[ABOUT THIS EXERCISE] Once the line containing "Target: wooden deck" is found in the entries below, restate it and each following line word for word, stopping after the line containing "x=768 y=747".

[RECORD SET]
• • • • •

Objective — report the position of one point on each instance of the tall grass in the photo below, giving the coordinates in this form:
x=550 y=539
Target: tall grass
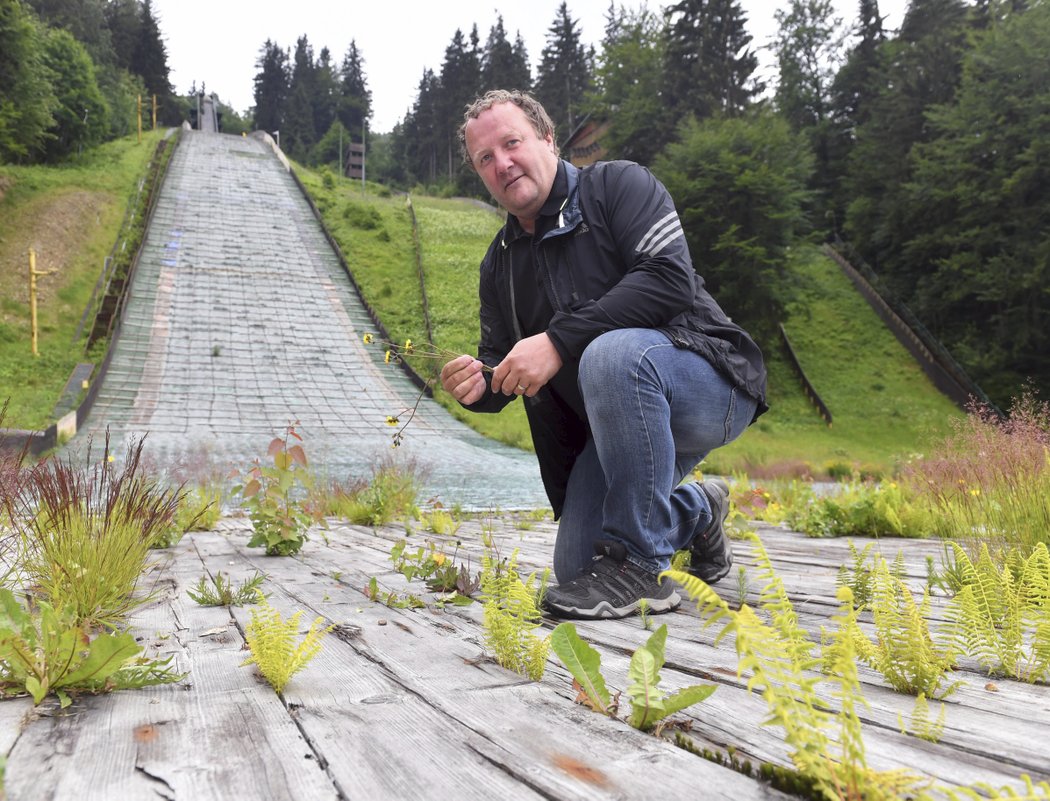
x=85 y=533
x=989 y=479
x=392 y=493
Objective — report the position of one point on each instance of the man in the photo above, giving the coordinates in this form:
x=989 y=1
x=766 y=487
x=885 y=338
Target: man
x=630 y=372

• • • • •

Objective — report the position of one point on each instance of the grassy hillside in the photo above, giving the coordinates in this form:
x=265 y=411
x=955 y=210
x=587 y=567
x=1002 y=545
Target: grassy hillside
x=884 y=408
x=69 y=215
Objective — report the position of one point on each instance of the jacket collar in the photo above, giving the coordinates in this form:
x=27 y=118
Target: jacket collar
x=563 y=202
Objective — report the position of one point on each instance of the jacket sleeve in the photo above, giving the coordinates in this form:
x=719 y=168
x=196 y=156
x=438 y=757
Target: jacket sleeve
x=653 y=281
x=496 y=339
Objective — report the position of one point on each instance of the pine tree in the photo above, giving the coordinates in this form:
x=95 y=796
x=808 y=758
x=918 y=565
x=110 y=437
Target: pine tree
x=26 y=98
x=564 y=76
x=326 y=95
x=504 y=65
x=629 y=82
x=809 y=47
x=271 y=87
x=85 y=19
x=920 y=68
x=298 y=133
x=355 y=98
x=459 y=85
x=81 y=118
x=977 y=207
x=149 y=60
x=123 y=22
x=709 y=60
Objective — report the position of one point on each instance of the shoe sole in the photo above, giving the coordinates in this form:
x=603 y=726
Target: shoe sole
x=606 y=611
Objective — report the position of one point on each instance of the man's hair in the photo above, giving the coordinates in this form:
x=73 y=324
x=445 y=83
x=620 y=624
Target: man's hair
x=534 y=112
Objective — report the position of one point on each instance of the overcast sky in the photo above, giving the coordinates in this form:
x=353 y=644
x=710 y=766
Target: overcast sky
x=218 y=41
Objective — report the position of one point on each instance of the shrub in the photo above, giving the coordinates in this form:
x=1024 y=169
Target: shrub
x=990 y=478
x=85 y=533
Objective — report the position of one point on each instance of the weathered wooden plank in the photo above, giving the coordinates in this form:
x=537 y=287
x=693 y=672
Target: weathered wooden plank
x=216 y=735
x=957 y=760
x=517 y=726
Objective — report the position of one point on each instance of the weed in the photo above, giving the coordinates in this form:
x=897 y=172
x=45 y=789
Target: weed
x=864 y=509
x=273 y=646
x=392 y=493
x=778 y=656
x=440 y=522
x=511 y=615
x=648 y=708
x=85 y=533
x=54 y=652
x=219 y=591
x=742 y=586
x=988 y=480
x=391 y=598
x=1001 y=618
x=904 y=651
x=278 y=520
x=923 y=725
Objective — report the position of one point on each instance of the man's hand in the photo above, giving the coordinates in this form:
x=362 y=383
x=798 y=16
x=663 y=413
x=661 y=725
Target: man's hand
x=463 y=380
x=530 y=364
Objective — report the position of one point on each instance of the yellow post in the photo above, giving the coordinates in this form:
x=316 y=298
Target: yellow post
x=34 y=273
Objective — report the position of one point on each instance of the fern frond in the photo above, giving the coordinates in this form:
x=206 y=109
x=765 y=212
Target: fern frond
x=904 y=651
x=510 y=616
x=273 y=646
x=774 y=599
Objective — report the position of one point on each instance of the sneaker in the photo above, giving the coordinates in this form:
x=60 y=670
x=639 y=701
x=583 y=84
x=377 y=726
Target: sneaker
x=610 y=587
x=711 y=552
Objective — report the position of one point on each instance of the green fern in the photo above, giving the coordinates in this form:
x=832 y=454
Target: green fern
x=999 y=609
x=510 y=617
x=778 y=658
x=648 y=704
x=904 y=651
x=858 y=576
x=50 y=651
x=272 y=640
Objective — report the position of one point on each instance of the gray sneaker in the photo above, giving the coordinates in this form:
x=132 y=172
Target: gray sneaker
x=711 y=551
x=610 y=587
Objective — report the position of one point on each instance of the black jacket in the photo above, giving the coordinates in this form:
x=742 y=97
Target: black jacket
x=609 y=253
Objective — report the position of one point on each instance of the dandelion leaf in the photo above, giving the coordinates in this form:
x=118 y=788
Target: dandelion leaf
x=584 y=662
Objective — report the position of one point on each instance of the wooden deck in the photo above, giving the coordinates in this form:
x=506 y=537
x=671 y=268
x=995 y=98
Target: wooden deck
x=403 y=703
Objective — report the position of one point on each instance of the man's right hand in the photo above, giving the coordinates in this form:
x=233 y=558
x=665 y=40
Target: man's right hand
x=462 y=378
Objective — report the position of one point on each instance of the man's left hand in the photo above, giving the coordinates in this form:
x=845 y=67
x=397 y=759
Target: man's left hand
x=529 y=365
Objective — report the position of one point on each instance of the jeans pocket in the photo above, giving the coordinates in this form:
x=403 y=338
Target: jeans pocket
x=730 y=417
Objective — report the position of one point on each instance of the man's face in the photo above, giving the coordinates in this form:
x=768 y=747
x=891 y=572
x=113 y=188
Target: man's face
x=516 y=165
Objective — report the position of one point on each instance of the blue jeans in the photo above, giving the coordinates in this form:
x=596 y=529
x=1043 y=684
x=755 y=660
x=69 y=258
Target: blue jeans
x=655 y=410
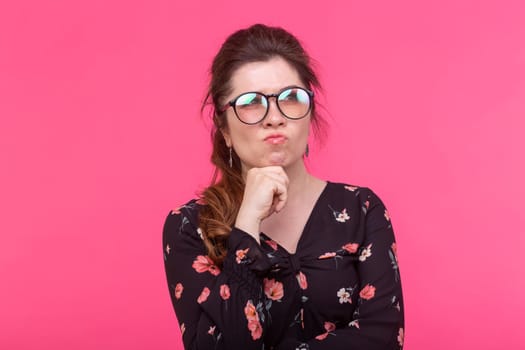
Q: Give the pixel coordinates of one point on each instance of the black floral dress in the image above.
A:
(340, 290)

• • • • •

[RESULT FOR THIS EXERCISE]
Target: wooden deck
x=403 y=703
Objective — report the position of one point on each instance of the man's right hand in the photo above, giving the coordinates in this form:
x=233 y=558
x=665 y=40
Target: man's right hand
x=462 y=378
Objective — report the position of one point on each instance of the man's left hand in the photo above, giving the coordinates in this form:
x=845 y=67
x=397 y=759
Target: man's left hand
x=529 y=365
Objective — report the position of one point on each instance of the jeans pocket in the photo above, giving the coordinates in this form:
x=403 y=338
Target: jeans pocket
x=730 y=417
Objective — report the position of one point on each instance of the man's face in the photo above, giving the coordinates in this form:
x=768 y=747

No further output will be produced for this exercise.